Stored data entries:
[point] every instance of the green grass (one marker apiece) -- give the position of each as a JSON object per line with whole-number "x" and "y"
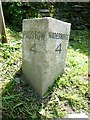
{"x": 68, "y": 94}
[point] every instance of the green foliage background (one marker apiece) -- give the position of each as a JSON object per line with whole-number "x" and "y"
{"x": 15, "y": 12}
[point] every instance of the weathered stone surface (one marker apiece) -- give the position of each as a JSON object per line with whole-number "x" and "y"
{"x": 45, "y": 42}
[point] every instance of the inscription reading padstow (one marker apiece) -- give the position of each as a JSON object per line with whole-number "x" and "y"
{"x": 41, "y": 35}
{"x": 58, "y": 36}
{"x": 35, "y": 35}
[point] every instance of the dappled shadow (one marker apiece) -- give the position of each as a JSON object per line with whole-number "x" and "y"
{"x": 21, "y": 101}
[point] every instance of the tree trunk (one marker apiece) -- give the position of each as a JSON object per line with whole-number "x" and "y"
{"x": 3, "y": 38}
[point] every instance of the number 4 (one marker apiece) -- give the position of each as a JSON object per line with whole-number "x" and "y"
{"x": 58, "y": 48}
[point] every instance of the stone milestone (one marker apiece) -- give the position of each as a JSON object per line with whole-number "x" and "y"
{"x": 44, "y": 46}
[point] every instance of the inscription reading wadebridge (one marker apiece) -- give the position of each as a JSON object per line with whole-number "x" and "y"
{"x": 41, "y": 35}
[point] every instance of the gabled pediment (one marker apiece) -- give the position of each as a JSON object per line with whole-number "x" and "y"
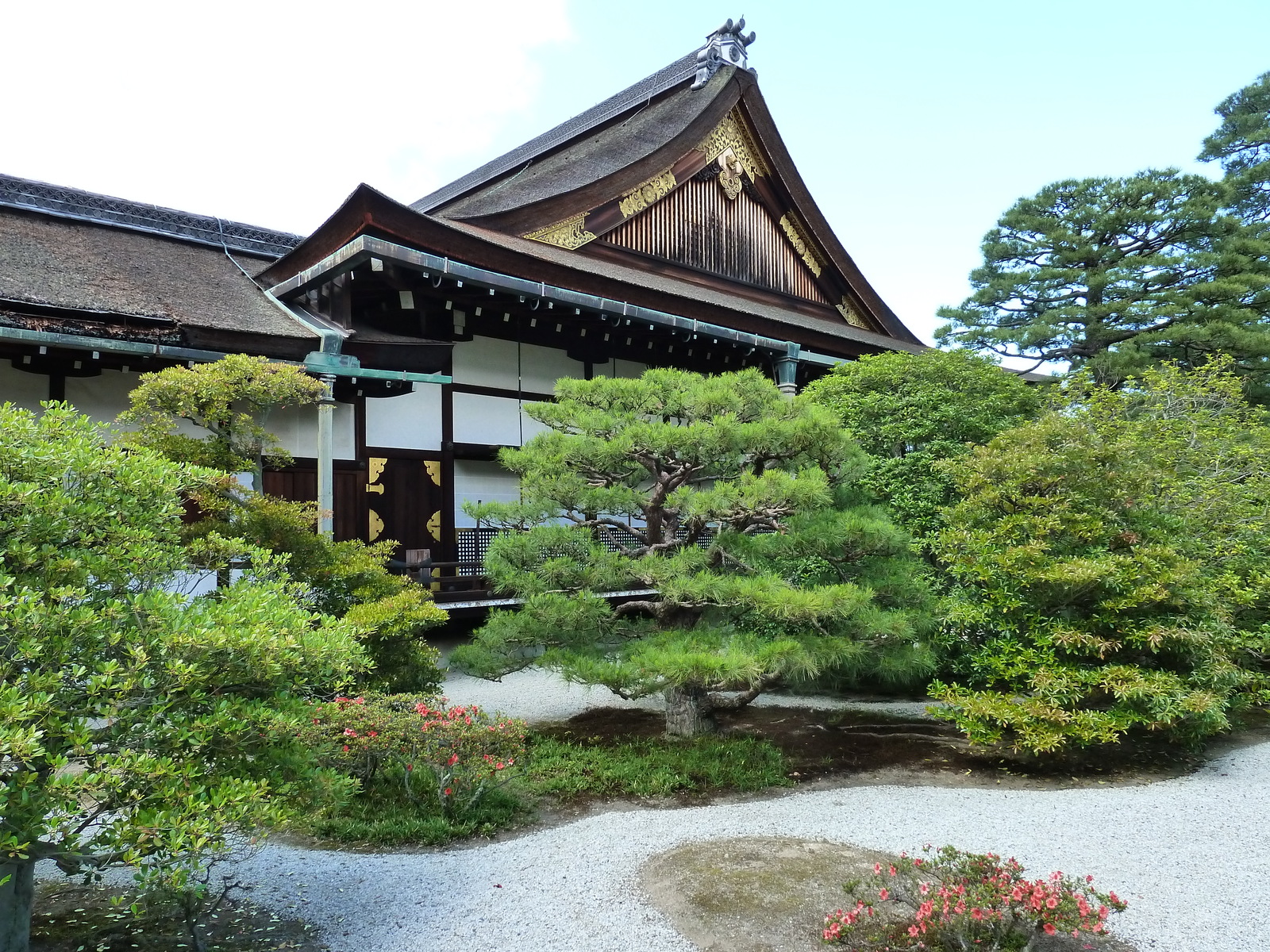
{"x": 717, "y": 211}
{"x": 685, "y": 175}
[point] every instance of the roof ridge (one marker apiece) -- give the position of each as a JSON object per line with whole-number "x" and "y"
{"x": 671, "y": 75}
{"x": 75, "y": 203}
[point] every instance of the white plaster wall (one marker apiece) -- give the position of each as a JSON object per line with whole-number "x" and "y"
{"x": 296, "y": 429}
{"x": 482, "y": 482}
{"x": 22, "y": 389}
{"x": 487, "y": 362}
{"x": 488, "y": 420}
{"x": 102, "y": 397}
{"x": 492, "y": 420}
{"x": 543, "y": 366}
{"x": 619, "y": 368}
{"x": 408, "y": 422}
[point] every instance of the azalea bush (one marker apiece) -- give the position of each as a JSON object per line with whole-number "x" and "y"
{"x": 448, "y": 757}
{"x": 952, "y": 900}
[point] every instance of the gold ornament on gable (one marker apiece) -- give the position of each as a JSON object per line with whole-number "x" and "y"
{"x": 797, "y": 232}
{"x": 571, "y": 234}
{"x": 733, "y": 133}
{"x": 851, "y": 315}
{"x": 729, "y": 175}
{"x": 647, "y": 194}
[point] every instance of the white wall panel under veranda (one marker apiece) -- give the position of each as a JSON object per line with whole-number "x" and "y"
{"x": 102, "y": 397}
{"x": 406, "y": 422}
{"x": 479, "y": 482}
{"x": 487, "y": 420}
{"x": 296, "y": 429}
{"x": 619, "y": 368}
{"x": 543, "y": 366}
{"x": 22, "y": 389}
{"x": 487, "y": 362}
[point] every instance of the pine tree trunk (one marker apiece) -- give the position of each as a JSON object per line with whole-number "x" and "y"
{"x": 17, "y": 896}
{"x": 689, "y": 712}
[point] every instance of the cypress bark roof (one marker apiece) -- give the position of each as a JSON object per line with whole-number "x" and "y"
{"x": 112, "y": 273}
{"x": 479, "y": 179}
{"x": 567, "y": 187}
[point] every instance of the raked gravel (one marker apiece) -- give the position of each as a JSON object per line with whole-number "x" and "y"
{"x": 1189, "y": 854}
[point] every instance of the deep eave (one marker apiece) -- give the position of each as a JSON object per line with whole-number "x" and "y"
{"x": 370, "y": 213}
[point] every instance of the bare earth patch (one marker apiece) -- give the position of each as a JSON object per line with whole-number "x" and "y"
{"x": 770, "y": 894}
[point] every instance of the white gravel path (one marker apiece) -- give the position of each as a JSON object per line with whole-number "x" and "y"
{"x": 541, "y": 696}
{"x": 1189, "y": 854}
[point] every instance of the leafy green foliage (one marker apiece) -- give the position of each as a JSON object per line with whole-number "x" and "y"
{"x": 908, "y": 412}
{"x": 732, "y": 508}
{"x": 229, "y": 399}
{"x": 137, "y": 727}
{"x": 232, "y": 400}
{"x": 956, "y": 900}
{"x": 1241, "y": 144}
{"x": 1119, "y": 274}
{"x": 446, "y": 757}
{"x": 348, "y": 579}
{"x": 1111, "y": 562}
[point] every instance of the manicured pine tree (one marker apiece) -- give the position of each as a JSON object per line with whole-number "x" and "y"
{"x": 732, "y": 516}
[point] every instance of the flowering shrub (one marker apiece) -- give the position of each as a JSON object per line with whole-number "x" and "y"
{"x": 954, "y": 900}
{"x": 448, "y": 757}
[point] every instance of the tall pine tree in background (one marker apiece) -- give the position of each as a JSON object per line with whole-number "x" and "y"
{"x": 1242, "y": 146}
{"x": 1121, "y": 274}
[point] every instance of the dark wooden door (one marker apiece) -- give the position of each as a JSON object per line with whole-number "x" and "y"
{"x": 403, "y": 499}
{"x": 298, "y": 484}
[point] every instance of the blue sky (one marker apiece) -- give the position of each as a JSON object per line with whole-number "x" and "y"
{"x": 914, "y": 124}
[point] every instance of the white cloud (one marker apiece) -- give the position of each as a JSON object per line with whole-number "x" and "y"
{"x": 267, "y": 112}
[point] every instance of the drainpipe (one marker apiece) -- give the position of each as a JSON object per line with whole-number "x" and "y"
{"x": 327, "y": 355}
{"x": 787, "y": 371}
{"x": 327, "y": 457}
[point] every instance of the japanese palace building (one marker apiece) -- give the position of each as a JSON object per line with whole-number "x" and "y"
{"x": 664, "y": 226}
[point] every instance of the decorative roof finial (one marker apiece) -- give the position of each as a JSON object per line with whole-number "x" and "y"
{"x": 727, "y": 44}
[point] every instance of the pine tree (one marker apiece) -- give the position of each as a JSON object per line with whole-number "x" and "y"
{"x": 1241, "y": 144}
{"x": 728, "y": 514}
{"x": 1121, "y": 274}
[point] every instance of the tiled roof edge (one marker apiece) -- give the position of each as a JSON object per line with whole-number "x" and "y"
{"x": 645, "y": 89}
{"x": 137, "y": 216}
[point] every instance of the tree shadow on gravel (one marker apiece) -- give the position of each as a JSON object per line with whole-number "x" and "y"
{"x": 829, "y": 748}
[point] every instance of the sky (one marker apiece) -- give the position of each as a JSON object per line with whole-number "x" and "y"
{"x": 914, "y": 124}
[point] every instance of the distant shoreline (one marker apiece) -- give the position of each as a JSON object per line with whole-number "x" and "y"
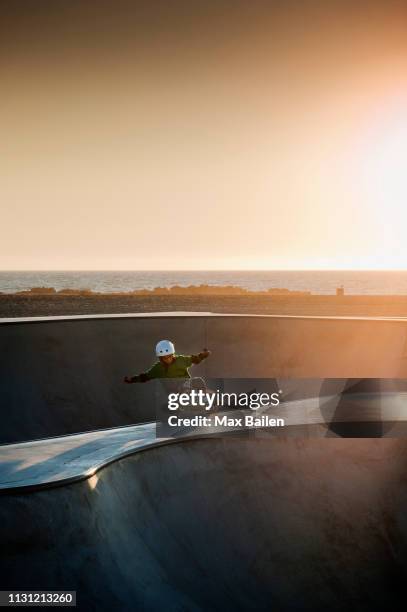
{"x": 61, "y": 304}
{"x": 176, "y": 290}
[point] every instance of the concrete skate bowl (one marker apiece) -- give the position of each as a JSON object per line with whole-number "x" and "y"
{"x": 221, "y": 524}
{"x": 63, "y": 376}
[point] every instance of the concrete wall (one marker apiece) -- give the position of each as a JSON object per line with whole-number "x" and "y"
{"x": 65, "y": 376}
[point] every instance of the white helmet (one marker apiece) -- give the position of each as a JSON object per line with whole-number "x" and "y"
{"x": 164, "y": 347}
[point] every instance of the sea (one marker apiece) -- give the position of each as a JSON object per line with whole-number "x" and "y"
{"x": 318, "y": 282}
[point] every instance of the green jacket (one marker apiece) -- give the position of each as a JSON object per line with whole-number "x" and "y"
{"x": 177, "y": 369}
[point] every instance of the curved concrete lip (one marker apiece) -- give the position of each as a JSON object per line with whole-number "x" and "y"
{"x": 51, "y": 462}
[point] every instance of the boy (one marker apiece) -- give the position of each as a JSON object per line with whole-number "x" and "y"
{"x": 169, "y": 364}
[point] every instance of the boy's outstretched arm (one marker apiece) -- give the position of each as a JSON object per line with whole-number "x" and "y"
{"x": 152, "y": 373}
{"x": 200, "y": 357}
{"x": 143, "y": 377}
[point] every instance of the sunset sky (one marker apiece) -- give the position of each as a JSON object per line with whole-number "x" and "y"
{"x": 203, "y": 134}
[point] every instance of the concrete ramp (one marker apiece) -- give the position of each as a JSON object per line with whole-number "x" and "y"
{"x": 64, "y": 375}
{"x": 221, "y": 524}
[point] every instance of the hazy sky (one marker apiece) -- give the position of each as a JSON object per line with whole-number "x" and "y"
{"x": 203, "y": 134}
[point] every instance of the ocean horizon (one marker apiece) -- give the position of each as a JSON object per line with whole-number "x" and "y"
{"x": 355, "y": 282}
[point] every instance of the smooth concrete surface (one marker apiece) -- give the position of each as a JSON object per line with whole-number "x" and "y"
{"x": 59, "y": 461}
{"x": 276, "y": 524}
{"x": 63, "y": 375}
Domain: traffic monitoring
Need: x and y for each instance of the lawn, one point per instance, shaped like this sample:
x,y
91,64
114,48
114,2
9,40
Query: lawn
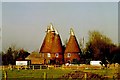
x,y
30,74
51,73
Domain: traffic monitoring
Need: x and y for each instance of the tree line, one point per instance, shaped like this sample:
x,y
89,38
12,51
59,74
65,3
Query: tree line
x,y
98,47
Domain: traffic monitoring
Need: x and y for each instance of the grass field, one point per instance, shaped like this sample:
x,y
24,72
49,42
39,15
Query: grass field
x,y
53,73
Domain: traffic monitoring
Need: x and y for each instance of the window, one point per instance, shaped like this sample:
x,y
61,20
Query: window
x,y
48,54
68,55
57,55
42,54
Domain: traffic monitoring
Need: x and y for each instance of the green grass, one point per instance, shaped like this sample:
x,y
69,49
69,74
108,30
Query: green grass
x,y
55,73
104,72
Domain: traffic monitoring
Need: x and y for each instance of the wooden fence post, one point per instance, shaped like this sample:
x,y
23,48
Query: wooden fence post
x,y
40,67
85,76
3,68
5,75
33,67
45,76
18,67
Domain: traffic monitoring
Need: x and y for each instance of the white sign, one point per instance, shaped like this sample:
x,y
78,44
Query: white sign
x,y
95,63
21,62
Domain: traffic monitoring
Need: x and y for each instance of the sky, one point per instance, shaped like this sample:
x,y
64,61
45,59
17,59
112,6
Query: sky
x,y
24,23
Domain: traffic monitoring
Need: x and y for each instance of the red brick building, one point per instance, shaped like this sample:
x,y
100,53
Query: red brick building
x,y
72,51
51,48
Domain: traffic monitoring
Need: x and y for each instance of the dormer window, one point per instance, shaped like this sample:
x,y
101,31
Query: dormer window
x,y
57,55
48,54
68,55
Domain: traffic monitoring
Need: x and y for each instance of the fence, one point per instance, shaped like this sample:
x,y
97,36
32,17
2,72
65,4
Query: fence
x,y
33,67
40,67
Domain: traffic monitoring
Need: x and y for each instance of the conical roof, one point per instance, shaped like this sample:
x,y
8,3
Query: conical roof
x,y
48,41
72,45
57,44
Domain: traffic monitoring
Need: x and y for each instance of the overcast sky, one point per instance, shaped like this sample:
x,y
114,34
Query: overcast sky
x,y
24,23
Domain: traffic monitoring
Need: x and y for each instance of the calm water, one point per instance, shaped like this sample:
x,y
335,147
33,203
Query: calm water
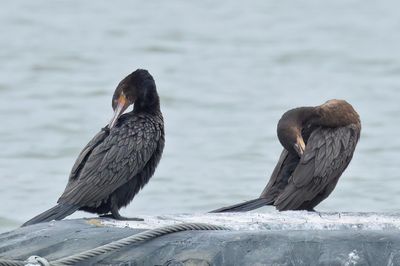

Instructions to follow: Search the records for the word "calm" and copy every line where it occurs.

Exercise answer:
Need: x and y for each instance of the calm water, one point per instance, shaped like this sample:
Query: calm water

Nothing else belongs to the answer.